▶ Objective: Write the data out again exactly, dropping any images it holds.

▶ Given data:
____
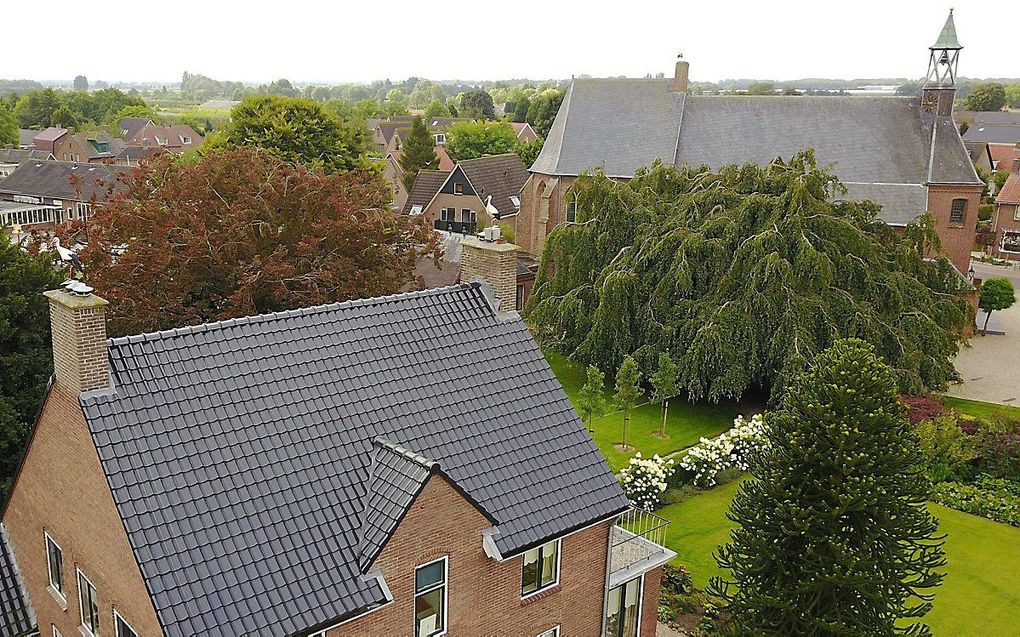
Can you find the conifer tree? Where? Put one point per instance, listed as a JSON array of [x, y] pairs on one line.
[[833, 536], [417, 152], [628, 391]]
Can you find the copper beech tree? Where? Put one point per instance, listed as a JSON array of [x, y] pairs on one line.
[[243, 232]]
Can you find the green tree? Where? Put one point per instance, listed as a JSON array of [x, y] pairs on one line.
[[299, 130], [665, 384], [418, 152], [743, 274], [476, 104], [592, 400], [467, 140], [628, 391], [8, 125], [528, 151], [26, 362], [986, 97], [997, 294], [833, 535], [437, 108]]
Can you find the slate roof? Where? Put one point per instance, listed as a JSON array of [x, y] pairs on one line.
____
▶ Worked answer:
Can you find the conifer tree? Where? Put one point per instance, listed as a JSON array of [x, y] pairs on one line.
[[833, 536], [417, 152], [628, 391]]
Can you find the copper beech tree? Where? Put one point per instance, listed as a JSON array of [x, y] pairs on one line.
[[243, 232]]
Can you find the green tree? Where? Put one point per instance, listed as a JSON array of [x, y] pairs on one line.
[[299, 130], [665, 384], [418, 152], [743, 274], [476, 104], [592, 400], [467, 140], [628, 391], [8, 125], [528, 151], [26, 362], [986, 97], [997, 294], [833, 535], [437, 108]]
Can you find the slate roof? Where? Put one point per instance, listed as a JSON array of [x, y] pairs on one line.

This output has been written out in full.